_What you have to do_:
In the records below, locate the line containing "of the license", then extract it and all following lines exactly, ending with the last line.

_Given data_:
>> begin
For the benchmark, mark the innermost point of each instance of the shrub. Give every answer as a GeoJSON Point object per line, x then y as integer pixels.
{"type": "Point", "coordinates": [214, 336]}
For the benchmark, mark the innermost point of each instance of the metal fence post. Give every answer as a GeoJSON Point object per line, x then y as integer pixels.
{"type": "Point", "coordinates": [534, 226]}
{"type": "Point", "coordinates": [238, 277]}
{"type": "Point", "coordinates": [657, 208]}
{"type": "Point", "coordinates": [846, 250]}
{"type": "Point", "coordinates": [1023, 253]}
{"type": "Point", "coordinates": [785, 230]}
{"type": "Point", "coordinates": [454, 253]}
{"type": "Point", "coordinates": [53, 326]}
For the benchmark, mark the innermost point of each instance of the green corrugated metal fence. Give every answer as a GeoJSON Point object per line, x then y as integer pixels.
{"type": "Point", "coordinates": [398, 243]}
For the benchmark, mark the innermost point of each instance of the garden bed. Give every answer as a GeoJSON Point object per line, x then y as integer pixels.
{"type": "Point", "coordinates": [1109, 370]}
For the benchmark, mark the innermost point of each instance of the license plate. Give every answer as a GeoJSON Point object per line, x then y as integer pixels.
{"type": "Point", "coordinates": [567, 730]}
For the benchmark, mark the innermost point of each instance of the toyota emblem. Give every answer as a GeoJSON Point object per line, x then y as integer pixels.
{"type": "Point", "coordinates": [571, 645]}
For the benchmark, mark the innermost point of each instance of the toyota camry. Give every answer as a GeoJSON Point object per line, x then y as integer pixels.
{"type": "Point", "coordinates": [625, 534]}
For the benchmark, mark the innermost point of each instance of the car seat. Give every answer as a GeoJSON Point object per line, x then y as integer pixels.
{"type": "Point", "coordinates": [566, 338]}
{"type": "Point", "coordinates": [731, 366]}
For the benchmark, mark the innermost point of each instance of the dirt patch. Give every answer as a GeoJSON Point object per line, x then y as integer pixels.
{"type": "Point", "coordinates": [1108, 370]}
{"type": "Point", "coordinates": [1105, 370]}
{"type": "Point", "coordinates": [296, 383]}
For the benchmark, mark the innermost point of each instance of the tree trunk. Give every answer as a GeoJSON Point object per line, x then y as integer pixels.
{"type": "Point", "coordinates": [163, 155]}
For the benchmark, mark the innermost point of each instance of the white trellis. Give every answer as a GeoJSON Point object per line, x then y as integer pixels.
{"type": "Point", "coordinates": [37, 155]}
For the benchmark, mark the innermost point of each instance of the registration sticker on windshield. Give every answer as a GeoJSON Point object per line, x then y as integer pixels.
>> end
_Finished answer_:
For the benchmark, mark the innermost point of each instance of the license plate. Give every answer as a GeoJSON Point object per line, x then y as integer pixels.
{"type": "Point", "coordinates": [567, 730]}
For the benchmark, mark the innermost point of each instance of the toyota emblem. Give every answer as a GeoJSON Point object per line, x then y as integer pixels.
{"type": "Point", "coordinates": [571, 645]}
For the benchmark, mark the innermost point of each instance of the toyota camry. Give every answer as a GeoJSON Point object per line, x then y as integer pixels.
{"type": "Point", "coordinates": [625, 534]}
For the benchmark, mark the innermost point of each instance of the car seat. Give every answer as a GeoJSON Point object per line, x then y as integer pixels.
{"type": "Point", "coordinates": [566, 338]}
{"type": "Point", "coordinates": [731, 366]}
For the benchmark, mark the innermost point of each instance of the dirt patch. Give every answer as a GeoJSON Point object per line, x then y as integer pixels.
{"type": "Point", "coordinates": [1108, 370]}
{"type": "Point", "coordinates": [1105, 370]}
{"type": "Point", "coordinates": [296, 383]}
For the benchmark, mark the innermost point of each instance of the tree trunk. Give every answer as a GeoJSON Point object per line, x then y as integer pixels.
{"type": "Point", "coordinates": [163, 155]}
For the benchmark, mark the innermost point of each instance of the white trellis. Give every answer as a GeoJSON Point object per line, x then y as integer pixels.
{"type": "Point", "coordinates": [37, 155]}
For the benchmark, mark the innermost point of each instance of the registration sticker on windshield. Give every answer as a GeoJSON Point object per line, x then y as integer pixels.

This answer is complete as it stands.